Provided information:
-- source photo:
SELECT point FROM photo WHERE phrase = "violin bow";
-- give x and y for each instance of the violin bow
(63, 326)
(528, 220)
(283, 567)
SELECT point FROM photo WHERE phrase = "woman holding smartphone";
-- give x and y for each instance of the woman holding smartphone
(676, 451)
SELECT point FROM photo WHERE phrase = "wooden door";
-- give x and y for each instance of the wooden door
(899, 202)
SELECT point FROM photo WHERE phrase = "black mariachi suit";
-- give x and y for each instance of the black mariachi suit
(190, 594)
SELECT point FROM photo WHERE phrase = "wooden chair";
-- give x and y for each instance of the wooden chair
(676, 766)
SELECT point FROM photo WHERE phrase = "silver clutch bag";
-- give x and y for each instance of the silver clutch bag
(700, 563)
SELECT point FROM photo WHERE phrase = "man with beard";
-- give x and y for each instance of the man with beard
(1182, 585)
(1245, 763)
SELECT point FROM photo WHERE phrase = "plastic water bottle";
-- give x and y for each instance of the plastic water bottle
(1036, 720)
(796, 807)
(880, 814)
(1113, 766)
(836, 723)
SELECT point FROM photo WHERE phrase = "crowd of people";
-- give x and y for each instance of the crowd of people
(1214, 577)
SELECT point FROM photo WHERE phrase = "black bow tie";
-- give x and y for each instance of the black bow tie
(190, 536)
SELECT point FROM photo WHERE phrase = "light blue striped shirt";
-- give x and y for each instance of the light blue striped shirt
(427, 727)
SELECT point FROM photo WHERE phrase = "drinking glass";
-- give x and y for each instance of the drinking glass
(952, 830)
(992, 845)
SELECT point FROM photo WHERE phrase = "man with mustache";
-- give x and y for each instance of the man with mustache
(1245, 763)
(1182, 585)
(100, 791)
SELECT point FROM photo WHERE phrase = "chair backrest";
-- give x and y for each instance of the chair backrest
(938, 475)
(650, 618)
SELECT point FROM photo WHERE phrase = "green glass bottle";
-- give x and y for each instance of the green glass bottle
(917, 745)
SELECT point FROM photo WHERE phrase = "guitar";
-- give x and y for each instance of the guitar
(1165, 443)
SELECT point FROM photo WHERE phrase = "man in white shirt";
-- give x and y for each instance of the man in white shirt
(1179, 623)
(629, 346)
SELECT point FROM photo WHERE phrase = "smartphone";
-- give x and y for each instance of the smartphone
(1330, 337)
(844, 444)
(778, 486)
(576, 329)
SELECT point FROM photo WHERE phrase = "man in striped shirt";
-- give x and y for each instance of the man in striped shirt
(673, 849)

The exercise:
Copy all the records above exactly, missing none.

Written answer:
-- source photo:
SELECT point FROM photo WHERE phrase = "violin bow";
-- give x and y for each instance of the violin bow
(63, 326)
(528, 220)
(283, 567)
SELECT point FROM photo WHERE phrase = "woman holding smartphone";
-- give x and y for each instance of the woman holding smartphone
(676, 451)
SELECT point FROM photo WHERE phrase = "wooden door";
-- give x and y for each instance of the wooden door
(899, 202)
SELECT point FROM photo WHERE phrase = "black mariachi suit";
-- give x and y for each instance of the black mariachi suit
(190, 594)
SELECT point FROM photo WHERE phrase = "wooden chair";
-- give x and y for each instance of the wooden chair
(676, 766)
SELECT point FROM photo WHERE phrase = "silver clutch bag";
-- give x and y for each instance of the silver clutch bag
(700, 563)
SELECT point FROM photo WHERE phrase = "man with beard";
-- give x and y for each instance of the man with beard
(1182, 585)
(1245, 763)
SELECT point FROM photo WHERE phrase = "plastic water bottle";
-- give x and y for each instance of the plastic water bottle
(1036, 720)
(796, 807)
(880, 814)
(1113, 766)
(836, 723)
SELECT point FROM photo WHERE phrase = "crowd of people";
-- give x and y for each instance of the crowd of people
(1214, 577)
SELECT point FROM photo WHERE phrase = "black bow tie";
-- give x and y for each instance of the black bow tie
(190, 536)
SELECT point FROM photo WHERE phrase = "light blue striped shirt";
-- give x and y for each instance of the light blue striped shirt
(427, 727)
SELECT point FROM photo WHERE phrase = "drinking glass";
-- give x and y for each instance of the drinking glass
(952, 830)
(992, 845)
SELECT point FROM photo WHERE phrase = "man with mustache";
-- give x and y for each instance of the man with mustache
(1245, 763)
(1182, 585)
(100, 791)
SELECT point FROM photo WHERE phrase = "chair backrest";
-- give x and y for each instance of the chair backrest
(938, 475)
(650, 618)
SELECT point FROM photo WHERE phrase = "green glass bottle";
-- give x and y for each instance of the green glass bottle
(917, 745)
SELECT point FROM photo WHERE phrase = "guitar";
-- give x and y for each instance of the guitar
(1165, 443)
SELECT point FROM photo WHERE phrase = "man in white shirt";
-- give x and y for each instance of the man in white shirt
(1179, 623)
(629, 346)
SELECT point FROM photo WHERE phrase = "smartphone";
-- give x and y for each instance of the smartphone
(1330, 337)
(844, 444)
(778, 486)
(576, 329)
SELECT point FROM photo WHERE phrase = "man in striped shirt";
-- give x and y for each instance of the man in striped shirt
(673, 849)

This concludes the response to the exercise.